## Work instruction:
Transcribe every entry word for word.

## Entries supplied:
------------------------------------------------------------------------
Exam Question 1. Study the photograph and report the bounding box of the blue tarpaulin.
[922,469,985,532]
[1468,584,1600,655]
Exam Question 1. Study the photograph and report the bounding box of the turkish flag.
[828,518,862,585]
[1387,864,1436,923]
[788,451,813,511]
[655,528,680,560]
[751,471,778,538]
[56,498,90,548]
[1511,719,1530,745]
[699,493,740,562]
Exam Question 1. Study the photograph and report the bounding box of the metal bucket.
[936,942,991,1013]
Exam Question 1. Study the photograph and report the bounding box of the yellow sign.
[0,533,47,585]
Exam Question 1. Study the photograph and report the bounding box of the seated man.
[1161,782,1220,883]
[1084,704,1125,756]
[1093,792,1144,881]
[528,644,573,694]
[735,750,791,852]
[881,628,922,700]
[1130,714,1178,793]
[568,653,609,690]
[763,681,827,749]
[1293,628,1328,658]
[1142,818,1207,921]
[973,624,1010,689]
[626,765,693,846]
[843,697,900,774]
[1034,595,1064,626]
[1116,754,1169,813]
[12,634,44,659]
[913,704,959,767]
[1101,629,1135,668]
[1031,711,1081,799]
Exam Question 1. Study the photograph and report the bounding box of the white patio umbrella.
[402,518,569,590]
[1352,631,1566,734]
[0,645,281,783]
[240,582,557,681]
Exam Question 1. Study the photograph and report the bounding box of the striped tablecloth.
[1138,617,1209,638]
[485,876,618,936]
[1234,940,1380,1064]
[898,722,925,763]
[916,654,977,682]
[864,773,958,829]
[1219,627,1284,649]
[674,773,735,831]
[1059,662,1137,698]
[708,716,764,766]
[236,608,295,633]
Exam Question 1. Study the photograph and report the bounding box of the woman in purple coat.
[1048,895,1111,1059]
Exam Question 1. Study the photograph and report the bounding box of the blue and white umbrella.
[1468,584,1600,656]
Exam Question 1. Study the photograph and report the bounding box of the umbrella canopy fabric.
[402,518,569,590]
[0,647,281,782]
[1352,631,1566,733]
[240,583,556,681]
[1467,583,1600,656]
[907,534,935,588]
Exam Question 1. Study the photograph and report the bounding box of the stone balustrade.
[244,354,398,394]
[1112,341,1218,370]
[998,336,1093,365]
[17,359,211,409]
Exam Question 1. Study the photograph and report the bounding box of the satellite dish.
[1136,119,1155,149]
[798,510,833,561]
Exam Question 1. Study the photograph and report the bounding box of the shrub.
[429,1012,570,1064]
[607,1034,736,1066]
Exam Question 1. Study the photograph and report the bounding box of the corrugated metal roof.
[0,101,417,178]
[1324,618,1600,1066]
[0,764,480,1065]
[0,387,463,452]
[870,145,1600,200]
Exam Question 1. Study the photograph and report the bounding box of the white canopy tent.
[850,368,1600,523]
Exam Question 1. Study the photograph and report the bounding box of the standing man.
------------------------------------------------------------------------
## Written response:
Exam Question 1. Study the photograph and report the bounding box of the blue tarpaulin.
[922,469,985,532]
[1468,584,1600,655]
Exam Question 1. Study the photograph and report the bounding box of the turkish flag.
[828,518,862,585]
[1387,864,1436,923]
[788,451,813,511]
[655,528,680,560]
[751,471,778,538]
[56,498,90,548]
[1511,719,1530,745]
[699,493,740,562]
Exam Question 1. Study the photograph and report the bounding box of the metal bucket.
[936,942,991,1013]
Exam Question 1. Study the photograph and report the bounding box of the yellow sign.
[0,533,47,585]
Exam Question 1. Study the photograph and report the bounding box of the seated man.
[1161,782,1220,883]
[1084,704,1125,756]
[1093,792,1144,881]
[528,644,573,694]
[735,750,791,852]
[881,628,922,700]
[1130,714,1178,793]
[568,653,609,690]
[763,681,827,749]
[1293,628,1328,658]
[1142,818,1207,921]
[973,624,1010,689]
[626,765,693,846]
[843,697,900,774]
[1034,595,1064,626]
[1116,754,1169,813]
[12,634,44,659]
[913,704,959,767]
[1101,629,1135,668]
[1031,711,1081,799]
Exam Question 1. Study the photograph and report the bounding box of the white patio umbrella.
[402,518,569,590]
[1352,631,1566,734]
[0,645,281,783]
[240,582,557,681]
Exam Question 1. Study the photograph and report the bounding box of the striped tablecloth.
[1138,617,1209,638]
[485,876,618,936]
[1234,940,1380,1064]
[898,722,925,763]
[916,654,977,682]
[864,773,958,829]
[1219,627,1284,649]
[674,773,735,831]
[1059,662,1137,698]
[708,716,764,766]
[236,608,295,633]
Exam Question 1. Study the photograph and report the bounding box of the woman in purple coat.
[1048,895,1111,1059]
Exam Question 1. Study the photograph and report the bounding box of the blue and white umbrella.
[1468,584,1600,656]
Exam Question 1. Study the photograph and report the bounding box of the umbrella canopy fabric.
[402,518,569,590]
[0,647,281,782]
[1352,631,1566,733]
[240,583,556,681]
[1467,583,1600,656]
[907,534,935,588]
Exam Question 1. Study the photograph and report the bounding box of the stone balustrade.
[244,354,398,394]
[1112,341,1218,370]
[998,336,1093,365]
[17,359,211,409]
Exam Question 1. Study the photograph and report the bounding box of the satellite dish.
[1136,119,1155,149]
[798,510,833,561]
Exam Question 1. Study the photograph and report the bounding box of the shrub.
[429,1012,570,1064]
[607,1034,736,1066]
Exam Question 1. Study the photograph and report the bounding box of the corrugated metal roof.
[0,101,417,178]
[1324,618,1600,1066]
[0,764,480,1065]
[0,387,463,452]
[870,145,1600,200]
Exam Question 1. Study the photograph and report the bounding box of the white canopy tent.
[850,368,1600,523]
Exam Question 1. Study the photograph and report the bounding box of the standing man.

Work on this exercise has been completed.